Records for the exercise:
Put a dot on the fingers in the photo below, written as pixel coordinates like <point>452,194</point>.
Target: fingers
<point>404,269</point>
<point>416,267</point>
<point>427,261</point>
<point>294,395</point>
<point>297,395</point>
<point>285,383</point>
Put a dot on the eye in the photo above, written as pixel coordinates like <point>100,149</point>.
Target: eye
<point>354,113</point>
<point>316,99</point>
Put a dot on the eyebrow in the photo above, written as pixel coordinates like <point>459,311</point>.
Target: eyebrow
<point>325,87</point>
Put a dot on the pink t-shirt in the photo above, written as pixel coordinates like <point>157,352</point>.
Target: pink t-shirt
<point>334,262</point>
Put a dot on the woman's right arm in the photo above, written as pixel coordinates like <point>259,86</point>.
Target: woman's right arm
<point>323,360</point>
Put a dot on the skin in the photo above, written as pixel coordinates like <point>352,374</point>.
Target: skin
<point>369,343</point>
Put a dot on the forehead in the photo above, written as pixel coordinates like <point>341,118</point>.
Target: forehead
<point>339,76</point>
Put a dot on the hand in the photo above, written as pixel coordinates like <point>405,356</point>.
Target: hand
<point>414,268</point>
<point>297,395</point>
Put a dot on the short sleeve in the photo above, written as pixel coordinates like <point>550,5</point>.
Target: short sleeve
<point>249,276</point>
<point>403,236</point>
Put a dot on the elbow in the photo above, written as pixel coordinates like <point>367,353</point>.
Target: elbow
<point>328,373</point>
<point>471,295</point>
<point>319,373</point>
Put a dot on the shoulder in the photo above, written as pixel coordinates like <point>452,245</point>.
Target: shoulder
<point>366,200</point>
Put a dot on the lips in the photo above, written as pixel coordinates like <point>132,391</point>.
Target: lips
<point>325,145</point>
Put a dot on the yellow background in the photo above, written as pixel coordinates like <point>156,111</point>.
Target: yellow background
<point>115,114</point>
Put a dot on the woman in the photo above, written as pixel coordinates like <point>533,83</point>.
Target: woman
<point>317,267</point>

Exercise description: Please repeat the material in full, keeping it exact.

Solution below:
Put a dot on the fingers in the photo below, written as pixel coordinates like <point>452,194</point>.
Target: fingers
<point>404,269</point>
<point>416,267</point>
<point>427,261</point>
<point>294,395</point>
<point>297,395</point>
<point>285,383</point>
Put a dot on the eye in the photo above, written as pixel coordinates like <point>100,149</point>.
Target: eye
<point>354,113</point>
<point>316,99</point>
Put a dot on the eyebrow in the photo above, written as pixel coordinates like <point>459,311</point>.
Target: eyebrow
<point>325,87</point>
Put a dot on the pink t-shirt in the photo above, written as pixel coordinates like <point>157,352</point>.
Target: pink t-shirt
<point>334,262</point>
Put a dot on the woman's right arm in the photo above, written as pixel coordinates like <point>259,86</point>.
Target: woman's right arm
<point>323,360</point>
Put a dot on the skin in the photo above, written as pixel coordinates like <point>352,374</point>.
Target: skin
<point>369,343</point>
Put a dot on the forehead in the photo above, written as pixel coordinates like <point>341,118</point>.
Target: forehead
<point>339,76</point>
Put a dot on the hand in the photo above, written as pixel coordinates like <point>405,356</point>.
Target: hand
<point>414,268</point>
<point>297,395</point>
Put a dot on the short sleeve in the photo above, written as pixel coordinates like <point>550,5</point>.
Target: short sleeve
<point>249,276</point>
<point>403,236</point>
Put a dot on the elbow in the photo above, written as pixel coordinates like <point>367,353</point>.
Target: elbow
<point>328,373</point>
<point>471,295</point>
<point>319,373</point>
Put a dot on the shoulder in the photo above, written as pixel coordinates like <point>452,245</point>.
Target: shoulder
<point>366,200</point>
Put a dot on the lips in the photo above, written as pixel coordinates like <point>132,391</point>.
Target: lips
<point>325,145</point>
Put a dot on the yellow background in the photo above, written as pixel coordinates like <point>156,111</point>.
Target: yellow background
<point>115,114</point>
Put a dot on the woman in the photo above, written as pixel coordinates like <point>533,83</point>.
Target: woman
<point>317,267</point>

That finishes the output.